* _WRITTEN PROBLEM_:
Gather every line in the items below that contains the word "green", and copy each of those lines in full.

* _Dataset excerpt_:

== == ==

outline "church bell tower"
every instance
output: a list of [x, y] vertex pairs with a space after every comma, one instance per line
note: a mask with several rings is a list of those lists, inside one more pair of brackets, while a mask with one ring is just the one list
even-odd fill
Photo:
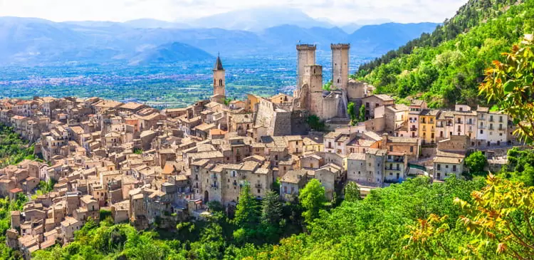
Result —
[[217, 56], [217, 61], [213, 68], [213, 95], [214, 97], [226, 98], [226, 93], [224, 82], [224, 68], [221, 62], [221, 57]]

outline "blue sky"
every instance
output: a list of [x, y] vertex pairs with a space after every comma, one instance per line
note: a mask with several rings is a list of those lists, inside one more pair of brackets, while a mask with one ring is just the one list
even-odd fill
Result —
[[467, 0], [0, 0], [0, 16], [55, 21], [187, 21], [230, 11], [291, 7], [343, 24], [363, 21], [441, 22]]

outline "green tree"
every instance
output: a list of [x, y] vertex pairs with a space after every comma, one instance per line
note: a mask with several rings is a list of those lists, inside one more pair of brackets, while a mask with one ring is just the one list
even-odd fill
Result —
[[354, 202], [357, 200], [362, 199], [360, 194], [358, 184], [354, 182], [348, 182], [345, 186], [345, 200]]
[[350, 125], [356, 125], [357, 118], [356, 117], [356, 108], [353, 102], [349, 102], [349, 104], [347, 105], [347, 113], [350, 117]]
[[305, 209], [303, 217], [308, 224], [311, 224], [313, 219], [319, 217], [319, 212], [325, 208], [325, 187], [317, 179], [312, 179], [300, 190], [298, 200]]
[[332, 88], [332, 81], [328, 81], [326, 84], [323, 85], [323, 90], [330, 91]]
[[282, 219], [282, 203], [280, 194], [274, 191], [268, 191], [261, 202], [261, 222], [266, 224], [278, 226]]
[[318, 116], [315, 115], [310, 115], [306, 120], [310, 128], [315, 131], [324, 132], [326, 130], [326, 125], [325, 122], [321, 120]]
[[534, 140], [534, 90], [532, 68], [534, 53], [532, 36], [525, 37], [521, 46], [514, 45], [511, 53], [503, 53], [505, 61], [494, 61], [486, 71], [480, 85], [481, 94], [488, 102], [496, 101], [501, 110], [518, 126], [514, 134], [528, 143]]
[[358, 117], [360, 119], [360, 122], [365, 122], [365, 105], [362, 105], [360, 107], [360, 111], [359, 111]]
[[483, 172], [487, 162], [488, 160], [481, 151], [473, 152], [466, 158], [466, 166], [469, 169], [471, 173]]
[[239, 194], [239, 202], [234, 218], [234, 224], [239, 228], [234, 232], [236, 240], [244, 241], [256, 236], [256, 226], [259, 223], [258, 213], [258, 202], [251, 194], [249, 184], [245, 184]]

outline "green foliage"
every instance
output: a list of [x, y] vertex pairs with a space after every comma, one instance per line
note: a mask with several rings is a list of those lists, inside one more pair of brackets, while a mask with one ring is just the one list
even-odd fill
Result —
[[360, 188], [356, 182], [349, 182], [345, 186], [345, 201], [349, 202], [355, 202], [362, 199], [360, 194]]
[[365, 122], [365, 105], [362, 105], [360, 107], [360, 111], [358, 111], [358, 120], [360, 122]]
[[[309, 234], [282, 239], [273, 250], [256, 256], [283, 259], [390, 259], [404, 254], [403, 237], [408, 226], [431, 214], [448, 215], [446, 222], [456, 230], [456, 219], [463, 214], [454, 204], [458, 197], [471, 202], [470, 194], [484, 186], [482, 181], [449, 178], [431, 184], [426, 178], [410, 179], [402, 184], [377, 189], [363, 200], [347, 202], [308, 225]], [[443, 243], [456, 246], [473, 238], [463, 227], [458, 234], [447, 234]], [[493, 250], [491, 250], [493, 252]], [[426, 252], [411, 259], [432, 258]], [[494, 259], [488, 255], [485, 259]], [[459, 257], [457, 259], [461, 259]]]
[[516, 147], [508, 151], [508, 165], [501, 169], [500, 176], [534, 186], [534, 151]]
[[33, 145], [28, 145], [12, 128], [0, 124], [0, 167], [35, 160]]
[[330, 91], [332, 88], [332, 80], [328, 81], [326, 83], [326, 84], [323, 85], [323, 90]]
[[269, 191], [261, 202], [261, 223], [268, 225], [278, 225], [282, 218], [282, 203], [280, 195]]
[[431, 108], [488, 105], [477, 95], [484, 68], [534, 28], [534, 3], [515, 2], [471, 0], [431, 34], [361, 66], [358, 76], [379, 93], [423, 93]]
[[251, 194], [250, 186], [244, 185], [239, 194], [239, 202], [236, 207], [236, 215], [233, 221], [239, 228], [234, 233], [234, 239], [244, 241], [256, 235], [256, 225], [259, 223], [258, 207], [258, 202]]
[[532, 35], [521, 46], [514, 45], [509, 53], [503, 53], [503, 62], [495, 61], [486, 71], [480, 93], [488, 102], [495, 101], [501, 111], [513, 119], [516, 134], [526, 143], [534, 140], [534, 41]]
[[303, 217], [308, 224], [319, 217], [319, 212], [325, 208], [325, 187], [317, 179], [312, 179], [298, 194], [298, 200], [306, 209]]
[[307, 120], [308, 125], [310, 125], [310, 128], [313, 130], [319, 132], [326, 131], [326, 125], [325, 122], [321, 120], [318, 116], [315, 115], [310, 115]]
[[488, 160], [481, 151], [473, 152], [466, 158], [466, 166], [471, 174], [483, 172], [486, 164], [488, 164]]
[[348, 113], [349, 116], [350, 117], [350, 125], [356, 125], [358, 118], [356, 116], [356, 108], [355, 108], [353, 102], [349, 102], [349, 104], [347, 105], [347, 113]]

== == ==

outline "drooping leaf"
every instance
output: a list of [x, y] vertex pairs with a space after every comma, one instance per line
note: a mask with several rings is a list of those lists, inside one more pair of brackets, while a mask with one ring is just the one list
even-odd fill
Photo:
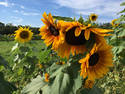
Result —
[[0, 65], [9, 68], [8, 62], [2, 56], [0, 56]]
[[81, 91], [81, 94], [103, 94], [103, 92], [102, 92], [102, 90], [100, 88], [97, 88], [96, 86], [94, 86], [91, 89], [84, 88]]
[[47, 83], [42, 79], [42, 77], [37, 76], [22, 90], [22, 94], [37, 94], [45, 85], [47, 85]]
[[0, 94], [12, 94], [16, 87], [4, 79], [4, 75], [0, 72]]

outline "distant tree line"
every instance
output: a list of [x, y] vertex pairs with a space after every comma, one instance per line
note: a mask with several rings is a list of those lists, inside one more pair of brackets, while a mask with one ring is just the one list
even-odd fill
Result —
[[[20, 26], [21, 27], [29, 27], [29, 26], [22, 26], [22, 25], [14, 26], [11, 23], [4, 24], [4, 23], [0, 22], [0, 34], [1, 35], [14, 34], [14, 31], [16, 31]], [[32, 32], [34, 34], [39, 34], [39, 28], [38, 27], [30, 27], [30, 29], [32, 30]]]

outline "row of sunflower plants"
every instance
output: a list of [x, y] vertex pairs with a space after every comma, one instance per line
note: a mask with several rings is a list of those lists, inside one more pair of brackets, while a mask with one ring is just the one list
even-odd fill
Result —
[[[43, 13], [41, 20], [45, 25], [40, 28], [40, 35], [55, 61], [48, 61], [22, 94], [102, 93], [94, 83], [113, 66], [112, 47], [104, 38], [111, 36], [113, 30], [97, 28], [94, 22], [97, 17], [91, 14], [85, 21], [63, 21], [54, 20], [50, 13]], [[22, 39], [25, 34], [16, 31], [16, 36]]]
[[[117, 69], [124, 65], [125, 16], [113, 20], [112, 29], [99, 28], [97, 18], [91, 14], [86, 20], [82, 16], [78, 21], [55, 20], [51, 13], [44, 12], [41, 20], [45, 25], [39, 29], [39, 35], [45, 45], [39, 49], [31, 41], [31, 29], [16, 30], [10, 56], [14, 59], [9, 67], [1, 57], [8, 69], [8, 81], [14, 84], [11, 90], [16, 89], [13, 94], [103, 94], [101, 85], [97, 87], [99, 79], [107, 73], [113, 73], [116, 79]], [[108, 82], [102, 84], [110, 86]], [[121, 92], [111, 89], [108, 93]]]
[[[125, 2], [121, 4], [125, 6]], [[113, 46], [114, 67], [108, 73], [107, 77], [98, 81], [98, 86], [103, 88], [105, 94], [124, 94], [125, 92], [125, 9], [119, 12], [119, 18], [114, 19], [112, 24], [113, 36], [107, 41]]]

== == ==

* _EXERCISE OUTPUT_:
outline "green tree"
outline "green foliage"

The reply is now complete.